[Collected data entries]
==============================
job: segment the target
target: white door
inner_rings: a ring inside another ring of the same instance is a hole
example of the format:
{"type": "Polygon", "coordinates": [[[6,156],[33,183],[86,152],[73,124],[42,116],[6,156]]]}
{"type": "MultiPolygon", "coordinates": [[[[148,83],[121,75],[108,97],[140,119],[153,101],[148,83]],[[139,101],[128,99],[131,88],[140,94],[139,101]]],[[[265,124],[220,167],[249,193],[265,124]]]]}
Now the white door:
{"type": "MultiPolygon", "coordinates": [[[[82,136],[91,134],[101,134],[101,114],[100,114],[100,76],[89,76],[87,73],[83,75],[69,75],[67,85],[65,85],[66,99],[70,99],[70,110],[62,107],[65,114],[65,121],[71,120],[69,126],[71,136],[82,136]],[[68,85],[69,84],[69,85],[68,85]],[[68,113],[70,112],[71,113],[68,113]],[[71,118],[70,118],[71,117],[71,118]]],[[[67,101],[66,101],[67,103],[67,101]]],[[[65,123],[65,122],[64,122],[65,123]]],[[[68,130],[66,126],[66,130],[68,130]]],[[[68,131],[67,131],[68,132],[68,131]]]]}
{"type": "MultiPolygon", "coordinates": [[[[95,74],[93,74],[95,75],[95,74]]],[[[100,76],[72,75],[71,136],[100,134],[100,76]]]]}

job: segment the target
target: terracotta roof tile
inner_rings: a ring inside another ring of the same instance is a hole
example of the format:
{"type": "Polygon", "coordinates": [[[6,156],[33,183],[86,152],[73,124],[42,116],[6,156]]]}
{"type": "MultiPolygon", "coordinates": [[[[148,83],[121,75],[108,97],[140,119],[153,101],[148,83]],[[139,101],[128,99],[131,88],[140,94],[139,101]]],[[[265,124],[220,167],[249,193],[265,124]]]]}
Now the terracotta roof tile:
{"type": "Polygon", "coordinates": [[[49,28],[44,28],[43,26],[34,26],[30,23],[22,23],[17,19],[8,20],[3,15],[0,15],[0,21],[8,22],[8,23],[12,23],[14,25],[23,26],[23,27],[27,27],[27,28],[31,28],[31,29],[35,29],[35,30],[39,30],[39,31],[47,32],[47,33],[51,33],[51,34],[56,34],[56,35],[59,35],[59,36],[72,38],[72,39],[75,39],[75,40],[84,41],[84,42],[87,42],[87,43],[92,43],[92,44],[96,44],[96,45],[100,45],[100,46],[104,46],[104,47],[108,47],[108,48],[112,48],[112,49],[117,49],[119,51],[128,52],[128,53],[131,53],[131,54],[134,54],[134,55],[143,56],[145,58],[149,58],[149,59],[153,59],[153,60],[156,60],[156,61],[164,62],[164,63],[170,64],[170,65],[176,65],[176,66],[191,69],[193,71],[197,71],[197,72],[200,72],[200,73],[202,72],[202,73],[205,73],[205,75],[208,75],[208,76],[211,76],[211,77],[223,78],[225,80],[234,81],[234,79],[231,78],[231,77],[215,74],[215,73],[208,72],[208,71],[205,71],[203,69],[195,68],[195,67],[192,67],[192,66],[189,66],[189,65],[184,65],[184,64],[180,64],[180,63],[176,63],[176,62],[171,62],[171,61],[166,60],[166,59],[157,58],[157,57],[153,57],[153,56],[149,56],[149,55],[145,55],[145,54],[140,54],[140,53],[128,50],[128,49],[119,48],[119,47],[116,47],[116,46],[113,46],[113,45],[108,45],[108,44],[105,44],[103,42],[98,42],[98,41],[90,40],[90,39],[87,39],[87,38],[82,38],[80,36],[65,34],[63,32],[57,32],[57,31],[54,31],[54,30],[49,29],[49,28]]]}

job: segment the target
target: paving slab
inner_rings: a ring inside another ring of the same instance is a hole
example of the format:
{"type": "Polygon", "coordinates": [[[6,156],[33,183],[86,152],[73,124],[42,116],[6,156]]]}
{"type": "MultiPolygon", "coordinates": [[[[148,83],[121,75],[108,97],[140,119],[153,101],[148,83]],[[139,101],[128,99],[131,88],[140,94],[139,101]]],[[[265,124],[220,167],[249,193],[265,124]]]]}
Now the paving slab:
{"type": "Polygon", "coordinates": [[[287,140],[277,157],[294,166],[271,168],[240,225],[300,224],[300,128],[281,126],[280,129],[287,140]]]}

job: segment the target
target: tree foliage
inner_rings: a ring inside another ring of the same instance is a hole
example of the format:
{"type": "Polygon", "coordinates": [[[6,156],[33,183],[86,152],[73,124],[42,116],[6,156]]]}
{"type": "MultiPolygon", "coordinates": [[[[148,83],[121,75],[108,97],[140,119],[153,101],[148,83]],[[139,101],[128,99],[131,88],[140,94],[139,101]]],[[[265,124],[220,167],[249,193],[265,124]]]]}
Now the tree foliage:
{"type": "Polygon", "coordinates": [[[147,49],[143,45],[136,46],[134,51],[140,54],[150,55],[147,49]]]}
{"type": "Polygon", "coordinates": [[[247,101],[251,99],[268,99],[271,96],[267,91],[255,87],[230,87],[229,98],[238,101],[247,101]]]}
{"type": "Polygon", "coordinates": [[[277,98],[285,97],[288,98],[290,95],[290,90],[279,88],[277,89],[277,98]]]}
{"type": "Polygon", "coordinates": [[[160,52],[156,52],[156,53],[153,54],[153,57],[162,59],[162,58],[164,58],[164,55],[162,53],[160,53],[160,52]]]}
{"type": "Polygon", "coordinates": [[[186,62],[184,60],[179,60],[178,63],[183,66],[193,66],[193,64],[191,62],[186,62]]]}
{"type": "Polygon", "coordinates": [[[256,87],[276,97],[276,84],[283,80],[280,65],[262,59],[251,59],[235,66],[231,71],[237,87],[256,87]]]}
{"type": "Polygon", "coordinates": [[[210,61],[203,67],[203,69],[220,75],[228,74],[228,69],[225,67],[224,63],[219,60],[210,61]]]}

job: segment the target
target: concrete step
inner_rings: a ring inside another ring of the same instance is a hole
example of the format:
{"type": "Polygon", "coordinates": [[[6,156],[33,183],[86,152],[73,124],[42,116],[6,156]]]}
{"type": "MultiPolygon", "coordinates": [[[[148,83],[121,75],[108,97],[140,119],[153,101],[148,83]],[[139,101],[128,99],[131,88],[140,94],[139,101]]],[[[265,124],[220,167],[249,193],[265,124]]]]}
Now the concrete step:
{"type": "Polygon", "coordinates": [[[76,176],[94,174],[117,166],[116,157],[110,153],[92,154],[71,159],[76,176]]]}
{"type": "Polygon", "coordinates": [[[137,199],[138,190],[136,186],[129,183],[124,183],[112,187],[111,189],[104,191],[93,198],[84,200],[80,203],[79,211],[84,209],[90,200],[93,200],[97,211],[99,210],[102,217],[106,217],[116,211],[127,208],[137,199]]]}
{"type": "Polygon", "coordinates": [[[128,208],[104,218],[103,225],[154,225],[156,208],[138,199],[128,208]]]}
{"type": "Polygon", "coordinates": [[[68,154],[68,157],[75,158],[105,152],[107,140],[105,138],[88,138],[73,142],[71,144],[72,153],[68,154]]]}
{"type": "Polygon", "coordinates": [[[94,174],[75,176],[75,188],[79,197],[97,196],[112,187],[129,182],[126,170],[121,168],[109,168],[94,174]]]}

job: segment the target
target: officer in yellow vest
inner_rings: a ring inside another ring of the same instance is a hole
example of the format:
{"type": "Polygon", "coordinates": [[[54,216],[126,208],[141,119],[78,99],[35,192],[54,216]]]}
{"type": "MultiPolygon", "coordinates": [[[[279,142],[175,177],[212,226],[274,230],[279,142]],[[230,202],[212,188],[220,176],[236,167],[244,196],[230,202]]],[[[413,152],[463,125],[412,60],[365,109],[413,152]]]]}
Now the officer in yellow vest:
==============================
• _What is required_:
The expected output is the complete data, repeated exactly.

• _Response to this task_:
job: segment the target
target: white door
inner_rings: a ring inside another ring of the same instance is a hole
example of the format:
{"type": "Polygon", "coordinates": [[[6,156],[33,183],[86,152],[73,124],[42,116],[6,156]]]}
{"type": "MultiPolygon", "coordinates": [[[[148,83],[121,75],[108,97],[140,119],[153,101],[148,83]],[[139,101],[128,99],[131,88],[140,94],[139,101]]],[[[265,124],[220,167],[249,193],[265,124]]]]}
Now the white door:
{"type": "MultiPolygon", "coordinates": [[[[82,136],[91,134],[101,134],[101,114],[100,114],[100,76],[89,76],[87,73],[83,75],[69,75],[67,85],[65,85],[66,99],[70,99],[70,110],[62,107],[65,114],[65,121],[71,120],[69,126],[71,136],[82,136]],[[68,85],[69,84],[69,85],[68,85]],[[68,113],[70,112],[71,113],[68,113]],[[71,118],[70,118],[71,117],[71,118]]],[[[67,101],[66,101],[67,103],[67,101]]],[[[65,123],[65,122],[64,122],[65,123]]],[[[68,130],[66,126],[66,130],[68,130]]],[[[68,131],[67,131],[68,132],[68,131]]]]}
{"type": "MultiPolygon", "coordinates": [[[[95,74],[93,74],[95,75],[95,74]]],[[[100,76],[72,75],[71,136],[100,134],[100,76]]]]}

job: segment the target
target: terracotta roof tile
inner_rings: a ring inside another ring of the same instance is a hole
example of the format:
{"type": "Polygon", "coordinates": [[[6,156],[33,183],[86,152],[73,124],[42,116],[6,156]]]}
{"type": "MultiPolygon", "coordinates": [[[[148,83],[121,75],[108,97],[140,119],[153,101],[148,83]],[[139,101],[128,99],[131,88],[140,94],[139,101]]],[[[265,124],[220,167],[249,193],[265,124]]]]}
Now the terracotta roof tile:
{"type": "Polygon", "coordinates": [[[49,28],[44,28],[43,26],[34,26],[30,23],[22,23],[17,19],[8,20],[3,15],[0,15],[0,21],[8,22],[8,23],[12,23],[14,25],[23,26],[23,27],[27,27],[27,28],[31,28],[31,29],[35,29],[35,30],[39,30],[39,31],[47,32],[47,33],[51,33],[51,34],[56,34],[56,35],[59,35],[59,36],[72,38],[72,39],[75,39],[75,40],[84,41],[84,42],[87,42],[87,43],[92,43],[92,44],[96,44],[96,45],[100,45],[100,46],[104,46],[104,47],[108,47],[108,48],[112,48],[112,49],[117,49],[119,51],[128,52],[128,53],[131,53],[131,54],[134,54],[134,55],[143,56],[145,58],[149,58],[149,59],[153,59],[153,60],[156,60],[156,61],[164,62],[164,63],[170,64],[170,65],[176,65],[176,66],[191,69],[193,71],[197,71],[197,72],[200,72],[200,73],[202,72],[202,73],[205,73],[205,75],[208,75],[208,76],[211,76],[211,77],[223,78],[225,80],[234,81],[234,79],[231,78],[231,77],[215,74],[215,73],[208,72],[208,71],[205,71],[203,69],[195,68],[195,67],[192,67],[192,66],[189,66],[189,65],[184,65],[184,64],[180,64],[180,63],[176,63],[176,62],[171,62],[171,61],[166,60],[166,59],[157,58],[157,57],[153,57],[153,56],[149,56],[149,55],[145,55],[145,54],[140,54],[140,53],[128,50],[128,49],[119,48],[119,47],[116,47],[116,46],[113,46],[113,45],[108,45],[108,44],[105,44],[103,42],[98,42],[98,41],[90,40],[90,39],[87,39],[87,38],[82,38],[80,36],[65,34],[63,32],[57,32],[57,31],[54,31],[54,30],[49,29],[49,28]]]}

job: segment the target
target: paving slab
inner_rings: a ring inside another ring of the same instance is a hole
example of the format:
{"type": "Polygon", "coordinates": [[[6,156],[33,183],[86,152],[73,124],[42,116],[6,156]]]}
{"type": "MultiPolygon", "coordinates": [[[[148,83],[121,75],[108,97],[140,119],[153,101],[148,83]],[[139,101],[128,99],[131,88],[140,94],[139,101]]],[[[265,124],[220,167],[249,193],[265,124]]]]}
Now the paving slab:
{"type": "Polygon", "coordinates": [[[287,140],[277,157],[294,166],[271,168],[240,225],[300,224],[300,128],[281,126],[280,129],[287,140]]]}

job: segment the target
target: tree foliage
inner_rings: a ring inside another ring of the same instance is a hole
example of the format:
{"type": "Polygon", "coordinates": [[[6,156],[33,183],[86,152],[73,124],[42,116],[6,156]]]}
{"type": "MultiPolygon", "coordinates": [[[[148,83],[121,75],[108,97],[140,119],[153,101],[148,83]],[[139,101],[128,99],[131,88],[140,94],[139,101]]],[[[265,124],[220,167],[249,193],[265,124]]]]}
Now the tree foliage:
{"type": "Polygon", "coordinates": [[[147,49],[143,45],[136,46],[134,51],[140,54],[150,55],[147,49]]]}
{"type": "Polygon", "coordinates": [[[247,101],[251,99],[268,99],[271,96],[267,91],[255,87],[230,87],[229,98],[238,101],[247,101]]]}
{"type": "Polygon", "coordinates": [[[277,98],[285,97],[288,98],[290,95],[290,90],[279,88],[277,89],[277,98]]]}
{"type": "Polygon", "coordinates": [[[160,52],[156,52],[156,53],[153,54],[153,57],[162,59],[162,58],[164,58],[164,55],[162,53],[160,53],[160,52]]]}
{"type": "Polygon", "coordinates": [[[186,62],[184,60],[179,60],[178,63],[183,66],[193,66],[193,64],[191,62],[186,62]]]}
{"type": "Polygon", "coordinates": [[[256,87],[276,97],[276,84],[283,80],[280,65],[262,59],[251,59],[235,66],[231,71],[237,87],[256,87]]]}
{"type": "Polygon", "coordinates": [[[210,61],[203,67],[203,69],[220,75],[228,74],[228,69],[225,67],[224,63],[219,60],[210,61]]]}

job: segment the target
target: concrete step
inner_rings: a ring inside another ring of the same instance is a hole
example of the format:
{"type": "Polygon", "coordinates": [[[6,156],[33,183],[86,152],[73,124],[42,116],[6,156]]]}
{"type": "MultiPolygon", "coordinates": [[[[148,83],[121,75],[108,97],[140,119],[153,101],[148,83]],[[139,101],[128,99],[131,88],[140,94],[139,101]]],[[[265,124],[220,167],[249,193],[265,124]]]]}
Now the concrete step:
{"type": "Polygon", "coordinates": [[[76,176],[94,174],[117,166],[116,157],[110,153],[92,154],[71,159],[76,176]]]}
{"type": "Polygon", "coordinates": [[[137,199],[138,190],[136,186],[129,183],[124,183],[112,187],[111,189],[104,191],[93,198],[84,200],[80,203],[79,211],[84,209],[90,200],[93,200],[97,211],[99,210],[102,217],[106,217],[116,211],[127,208],[137,199]]]}
{"type": "Polygon", "coordinates": [[[128,208],[104,218],[103,225],[154,225],[156,208],[138,199],[128,208]]]}
{"type": "Polygon", "coordinates": [[[68,154],[68,157],[75,158],[105,152],[107,140],[105,138],[88,138],[73,142],[71,144],[72,153],[68,154]]]}
{"type": "Polygon", "coordinates": [[[94,174],[75,176],[75,188],[79,197],[97,196],[112,187],[129,182],[126,170],[121,168],[109,168],[94,174]]]}

job: segment the target
target: officer in yellow vest
inner_rings: a ring inside another ring of the same instance is a hole
example of the format:
{"type": "Polygon", "coordinates": [[[54,216],[126,208],[141,119],[78,99],[35,192],[54,216]]]}
{"type": "MultiPolygon", "coordinates": [[[[279,142],[175,177],[212,226],[274,230],[279,142]],[[230,202],[212,188],[220,176],[236,167],[244,196],[230,202]]],[[[413,152],[463,125],[412,60],[365,109],[413,152]]]]}
Now the officer in yellow vest:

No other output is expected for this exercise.